Exercise directions:
Report every line in the rows below that contains the string "decorative", copying each such line in full.

Data in this exercise:
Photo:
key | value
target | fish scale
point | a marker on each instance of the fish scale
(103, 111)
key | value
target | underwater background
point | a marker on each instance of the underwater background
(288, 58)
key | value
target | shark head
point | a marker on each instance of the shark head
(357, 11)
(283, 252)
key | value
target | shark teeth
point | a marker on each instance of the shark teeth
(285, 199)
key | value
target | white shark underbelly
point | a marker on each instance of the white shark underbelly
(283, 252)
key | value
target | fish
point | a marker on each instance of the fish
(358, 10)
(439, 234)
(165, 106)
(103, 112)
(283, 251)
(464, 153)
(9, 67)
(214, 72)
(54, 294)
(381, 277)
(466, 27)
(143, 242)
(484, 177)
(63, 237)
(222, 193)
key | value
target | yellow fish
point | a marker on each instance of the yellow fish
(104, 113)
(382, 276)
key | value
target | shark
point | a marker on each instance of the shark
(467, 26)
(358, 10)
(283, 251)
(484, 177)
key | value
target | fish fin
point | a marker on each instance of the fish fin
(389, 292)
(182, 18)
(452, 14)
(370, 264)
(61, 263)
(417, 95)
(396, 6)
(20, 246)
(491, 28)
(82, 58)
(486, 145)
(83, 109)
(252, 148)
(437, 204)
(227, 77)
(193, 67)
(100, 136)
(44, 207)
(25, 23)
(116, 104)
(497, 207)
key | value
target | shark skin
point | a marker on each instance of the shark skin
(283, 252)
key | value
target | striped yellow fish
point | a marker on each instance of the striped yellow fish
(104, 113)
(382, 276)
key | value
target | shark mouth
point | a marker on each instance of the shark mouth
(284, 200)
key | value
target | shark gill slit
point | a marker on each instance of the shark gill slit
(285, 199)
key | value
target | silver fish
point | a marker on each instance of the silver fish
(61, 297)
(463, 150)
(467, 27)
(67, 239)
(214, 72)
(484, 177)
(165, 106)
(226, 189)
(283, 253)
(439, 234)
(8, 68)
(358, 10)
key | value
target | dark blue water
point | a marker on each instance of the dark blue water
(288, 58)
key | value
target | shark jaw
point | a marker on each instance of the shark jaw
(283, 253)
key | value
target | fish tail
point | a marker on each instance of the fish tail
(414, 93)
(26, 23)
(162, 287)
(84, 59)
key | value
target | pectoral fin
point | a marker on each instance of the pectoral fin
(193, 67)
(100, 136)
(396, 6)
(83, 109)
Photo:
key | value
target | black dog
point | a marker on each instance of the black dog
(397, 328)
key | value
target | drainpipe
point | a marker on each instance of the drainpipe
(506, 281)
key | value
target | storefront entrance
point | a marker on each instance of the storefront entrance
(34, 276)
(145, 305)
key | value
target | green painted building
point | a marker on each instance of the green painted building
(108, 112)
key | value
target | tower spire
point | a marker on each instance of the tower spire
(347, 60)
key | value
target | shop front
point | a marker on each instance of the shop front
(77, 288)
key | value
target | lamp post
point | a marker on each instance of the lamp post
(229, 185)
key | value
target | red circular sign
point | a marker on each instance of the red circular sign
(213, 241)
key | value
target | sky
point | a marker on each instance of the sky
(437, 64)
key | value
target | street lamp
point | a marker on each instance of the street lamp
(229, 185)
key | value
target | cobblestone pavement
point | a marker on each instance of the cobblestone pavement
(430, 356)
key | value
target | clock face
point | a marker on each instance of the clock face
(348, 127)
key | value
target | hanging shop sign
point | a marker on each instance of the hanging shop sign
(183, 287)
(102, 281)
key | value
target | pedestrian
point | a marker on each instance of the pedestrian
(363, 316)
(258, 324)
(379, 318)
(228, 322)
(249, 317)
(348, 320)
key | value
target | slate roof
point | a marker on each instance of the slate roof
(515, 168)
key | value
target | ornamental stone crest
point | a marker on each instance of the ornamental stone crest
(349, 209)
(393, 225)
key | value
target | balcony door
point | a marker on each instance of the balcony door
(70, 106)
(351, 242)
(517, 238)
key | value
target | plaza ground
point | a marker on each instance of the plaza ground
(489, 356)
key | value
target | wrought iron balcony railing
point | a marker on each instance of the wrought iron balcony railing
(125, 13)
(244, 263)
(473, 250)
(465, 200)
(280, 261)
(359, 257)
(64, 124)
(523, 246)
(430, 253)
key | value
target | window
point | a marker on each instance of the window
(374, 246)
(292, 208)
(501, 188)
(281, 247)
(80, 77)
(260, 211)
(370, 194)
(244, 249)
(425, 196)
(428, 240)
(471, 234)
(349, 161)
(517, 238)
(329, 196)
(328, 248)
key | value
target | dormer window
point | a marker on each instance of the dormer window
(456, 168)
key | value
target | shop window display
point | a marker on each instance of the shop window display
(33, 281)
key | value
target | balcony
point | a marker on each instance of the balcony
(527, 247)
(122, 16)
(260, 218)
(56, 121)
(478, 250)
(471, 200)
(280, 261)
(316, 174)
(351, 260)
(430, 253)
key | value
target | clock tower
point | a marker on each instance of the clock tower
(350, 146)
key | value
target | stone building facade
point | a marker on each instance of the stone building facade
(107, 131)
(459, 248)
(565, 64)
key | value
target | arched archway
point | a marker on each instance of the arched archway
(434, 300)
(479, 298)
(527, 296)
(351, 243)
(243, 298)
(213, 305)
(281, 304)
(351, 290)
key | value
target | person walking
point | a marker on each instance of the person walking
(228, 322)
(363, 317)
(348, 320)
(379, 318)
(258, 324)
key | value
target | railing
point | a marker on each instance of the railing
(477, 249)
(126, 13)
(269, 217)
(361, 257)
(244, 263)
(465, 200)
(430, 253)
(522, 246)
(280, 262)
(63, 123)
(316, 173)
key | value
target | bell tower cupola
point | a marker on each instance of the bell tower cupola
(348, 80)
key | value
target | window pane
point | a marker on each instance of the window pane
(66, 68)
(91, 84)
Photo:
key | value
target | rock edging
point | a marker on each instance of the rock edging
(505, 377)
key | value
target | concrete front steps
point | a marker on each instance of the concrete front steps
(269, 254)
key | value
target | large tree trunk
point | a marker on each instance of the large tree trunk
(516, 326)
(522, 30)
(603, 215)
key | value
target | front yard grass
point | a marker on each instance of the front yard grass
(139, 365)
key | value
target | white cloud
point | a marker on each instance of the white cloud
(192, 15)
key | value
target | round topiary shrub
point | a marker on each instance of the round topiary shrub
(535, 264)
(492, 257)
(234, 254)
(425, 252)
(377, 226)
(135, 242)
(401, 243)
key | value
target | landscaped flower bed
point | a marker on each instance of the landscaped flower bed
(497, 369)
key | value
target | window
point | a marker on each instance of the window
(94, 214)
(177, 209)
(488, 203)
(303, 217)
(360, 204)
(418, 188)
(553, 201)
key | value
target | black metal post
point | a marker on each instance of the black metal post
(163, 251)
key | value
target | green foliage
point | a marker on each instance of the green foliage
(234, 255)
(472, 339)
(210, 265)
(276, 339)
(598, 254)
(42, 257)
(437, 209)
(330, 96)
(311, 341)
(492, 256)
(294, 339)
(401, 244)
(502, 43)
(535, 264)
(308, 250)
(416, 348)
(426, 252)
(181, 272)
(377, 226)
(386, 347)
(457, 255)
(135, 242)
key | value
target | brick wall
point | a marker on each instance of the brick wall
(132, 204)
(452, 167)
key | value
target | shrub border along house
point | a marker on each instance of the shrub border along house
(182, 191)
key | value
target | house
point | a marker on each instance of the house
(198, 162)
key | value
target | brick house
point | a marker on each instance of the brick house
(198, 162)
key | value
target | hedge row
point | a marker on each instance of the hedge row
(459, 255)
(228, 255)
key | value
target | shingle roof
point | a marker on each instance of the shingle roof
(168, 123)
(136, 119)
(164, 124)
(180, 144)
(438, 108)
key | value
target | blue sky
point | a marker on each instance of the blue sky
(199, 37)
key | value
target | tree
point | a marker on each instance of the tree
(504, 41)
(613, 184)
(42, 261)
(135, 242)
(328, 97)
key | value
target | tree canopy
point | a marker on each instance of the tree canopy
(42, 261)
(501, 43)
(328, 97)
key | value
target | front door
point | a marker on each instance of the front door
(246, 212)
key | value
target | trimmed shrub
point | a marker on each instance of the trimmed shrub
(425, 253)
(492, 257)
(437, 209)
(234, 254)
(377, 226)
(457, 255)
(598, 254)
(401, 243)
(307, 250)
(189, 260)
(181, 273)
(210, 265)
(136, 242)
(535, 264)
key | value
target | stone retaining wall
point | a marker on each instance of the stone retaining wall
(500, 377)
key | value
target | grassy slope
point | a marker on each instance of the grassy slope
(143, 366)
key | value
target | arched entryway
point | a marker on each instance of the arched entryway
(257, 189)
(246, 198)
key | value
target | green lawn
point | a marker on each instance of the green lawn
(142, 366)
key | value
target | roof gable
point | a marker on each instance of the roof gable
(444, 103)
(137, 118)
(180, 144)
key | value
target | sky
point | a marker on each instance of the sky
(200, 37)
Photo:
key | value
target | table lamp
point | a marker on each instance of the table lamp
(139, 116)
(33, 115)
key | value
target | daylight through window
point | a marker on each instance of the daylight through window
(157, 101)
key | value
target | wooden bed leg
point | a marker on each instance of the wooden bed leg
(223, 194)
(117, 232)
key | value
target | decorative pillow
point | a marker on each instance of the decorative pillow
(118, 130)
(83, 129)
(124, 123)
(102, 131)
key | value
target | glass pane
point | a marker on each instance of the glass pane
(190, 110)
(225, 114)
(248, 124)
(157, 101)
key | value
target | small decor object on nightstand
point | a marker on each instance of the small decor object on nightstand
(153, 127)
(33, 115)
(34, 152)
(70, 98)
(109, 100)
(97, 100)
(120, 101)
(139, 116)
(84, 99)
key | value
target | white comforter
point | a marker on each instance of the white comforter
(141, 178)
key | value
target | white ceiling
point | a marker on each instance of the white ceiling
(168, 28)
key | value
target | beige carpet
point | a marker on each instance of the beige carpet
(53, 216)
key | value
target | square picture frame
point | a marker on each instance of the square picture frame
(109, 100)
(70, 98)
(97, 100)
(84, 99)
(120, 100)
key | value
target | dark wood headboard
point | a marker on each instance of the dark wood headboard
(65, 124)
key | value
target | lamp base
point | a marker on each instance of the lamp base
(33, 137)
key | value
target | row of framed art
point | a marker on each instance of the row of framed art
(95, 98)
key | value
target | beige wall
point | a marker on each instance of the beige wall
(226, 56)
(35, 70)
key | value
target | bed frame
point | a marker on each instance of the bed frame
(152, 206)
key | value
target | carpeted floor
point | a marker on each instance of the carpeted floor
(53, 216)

Task answer:
target | decorative pillow
point | a marker on each instance of the decorative pillow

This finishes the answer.